亚牛磺酸与α-酮戊二酸依赖的双加氧酶系作用与胶质瘤发生的关系研究

It is estimated that there are over 180 amino acids in the organisms. Only 20 amino acids involve in protein synthesis. Relationship between those non-protein amino acids and tumors is studied sporadically. Not only the metabolism of many amino acids changes in the tumor cells, but also the amino acids themselves can affect and/or regulate the biological traits of the tumor cells. Using metabolomic platform, we have found that hypotaurine was increased in rat glioma tissues. Computer simulation indicated that hypotaurine and α-ketoglutarate occupied the same position in prolyl hydroxylase 2 (PHD2). In this study, the mechanism of hypotaurine in the development of glioma will be explored using human glioma samples of different grades and U251 cell line.Effects of hypotaurine on the malignant biological characteristics of U251 will also be evaluated. This study intends to confirm that hypotaurine can inhibit α-ketoglutarate-dependent dioxygenases including PHD2, histone demethylases and the TET family of 5-methlycytosine (5mC) hydroxylases by competing off α-ketoglutarate. Using PHD2 as an example, a prokaryotic or eukaryotic system will be employed to express the recombinant human PHD2. Its hydroxylation ability will be explored using a synthesized peptide which is in the oxygen-dependent degradation domain of hypoxia-inducible factor-1α(HIF1α) under the presence of different concentrations of hypotaurine. Simultaneously, the recombinant PHD2 will also be utilized to calculate the Km and Ki of hypotaurine in vitro. Furthermore, by disturbing the intercellular hypotaurine concentrations, some malignant traits such as invasion ability, sensitivities to the chemical therapy agents, apoptosis abilities of U251 cells and tumor formation rates, survival time of the rats with tumors will also be studied. The success of this study will provide a new target to aid tumor therapy through intervention of non-protein amino acid metabolism.

练习题目:
把上方亚牛磺酸与胶质瘤研究摘要中以"It is estimated that"开头的段落，改写成简短的中文要点列表，保留主要事实。

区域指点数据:
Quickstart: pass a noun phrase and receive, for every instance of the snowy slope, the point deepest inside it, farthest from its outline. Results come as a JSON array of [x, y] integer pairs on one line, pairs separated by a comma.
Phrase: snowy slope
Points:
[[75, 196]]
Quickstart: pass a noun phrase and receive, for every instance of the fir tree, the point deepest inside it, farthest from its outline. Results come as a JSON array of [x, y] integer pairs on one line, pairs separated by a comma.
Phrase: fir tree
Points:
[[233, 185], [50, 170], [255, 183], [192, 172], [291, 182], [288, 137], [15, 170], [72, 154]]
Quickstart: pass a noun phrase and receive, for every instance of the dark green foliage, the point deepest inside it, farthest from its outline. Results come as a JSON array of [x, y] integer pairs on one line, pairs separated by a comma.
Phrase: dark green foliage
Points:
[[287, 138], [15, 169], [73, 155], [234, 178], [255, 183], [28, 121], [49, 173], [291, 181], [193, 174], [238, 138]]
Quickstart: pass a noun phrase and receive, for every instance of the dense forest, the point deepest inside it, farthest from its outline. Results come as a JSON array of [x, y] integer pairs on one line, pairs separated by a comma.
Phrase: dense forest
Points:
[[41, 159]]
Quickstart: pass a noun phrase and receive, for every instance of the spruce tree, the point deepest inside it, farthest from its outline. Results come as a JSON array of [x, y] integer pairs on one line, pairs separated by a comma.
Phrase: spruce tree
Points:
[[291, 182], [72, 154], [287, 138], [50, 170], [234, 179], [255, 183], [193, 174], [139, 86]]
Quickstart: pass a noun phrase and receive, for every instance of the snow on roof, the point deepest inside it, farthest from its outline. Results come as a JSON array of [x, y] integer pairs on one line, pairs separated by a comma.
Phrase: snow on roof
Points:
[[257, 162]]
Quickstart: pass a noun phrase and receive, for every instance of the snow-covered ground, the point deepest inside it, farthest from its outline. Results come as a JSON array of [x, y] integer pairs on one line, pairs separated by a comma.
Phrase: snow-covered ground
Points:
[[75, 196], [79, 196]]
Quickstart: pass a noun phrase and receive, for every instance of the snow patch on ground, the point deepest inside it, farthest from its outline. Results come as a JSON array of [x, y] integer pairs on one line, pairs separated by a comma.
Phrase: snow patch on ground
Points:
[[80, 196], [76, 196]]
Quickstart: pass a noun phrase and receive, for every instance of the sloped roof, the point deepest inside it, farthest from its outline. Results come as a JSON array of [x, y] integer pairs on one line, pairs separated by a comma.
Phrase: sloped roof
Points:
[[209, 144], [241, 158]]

参考答案:
- 生物体内估计有180多种氨基酸，只有20种参与蛋白质合成。非蛋白质氨基酸与肿瘤关系的研究较为零散。
- 肿瘤细胞中许多氨基酸的代谢会发生改变，氨基酸本身也能影响和/或调控肿瘤细胞的生物学特性。
- 借助代谢组学平台，发现大鼠胶质瘤组织中亚牛磺酸升高。计算机模拟显示，亚牛磺酸与α-酮戊二酸在脯氨酰羟化酶2（PHD2）中占据相同位置。
- 研究将用不同级别的人胶质瘤样本和U251细胞系，探讨亚牛磺酸在胶质瘤发生中的机制，并评估它对U251恶性生物学特性的影响。
- 研究拟证实，亚牛磺酸可通过竞争α-酮戊二酸，抑制α-酮戊二酸依赖的双加氧酶，包括PHD2、组蛋白去甲基化酶和TET家族5-甲基胞嘧啶（5mC）羟化酶。
- 以PHD2为例：
  - 用原核或真核系统表达重组人PHD2。
  - 在不同浓度亚牛磺酸存在下，用位于HIF1α氧依赖降解结构域的合成肽检测其羟化能力。
  - 在体外计算亚牛磺酸的Km和Ki。
- 通过干扰细胞间亚牛磺酸浓度，研究以下恶性特征：
  - U251细胞的侵袭能力、对化疗药物的敏感性和凋亡能力；
  - 成瘤率；
  - 荷瘤大鼠的生存时间。
- 研究成功后，将为通过干预非蛋白质氨基酸代谢辅助肿瘤治疗提供新靶点。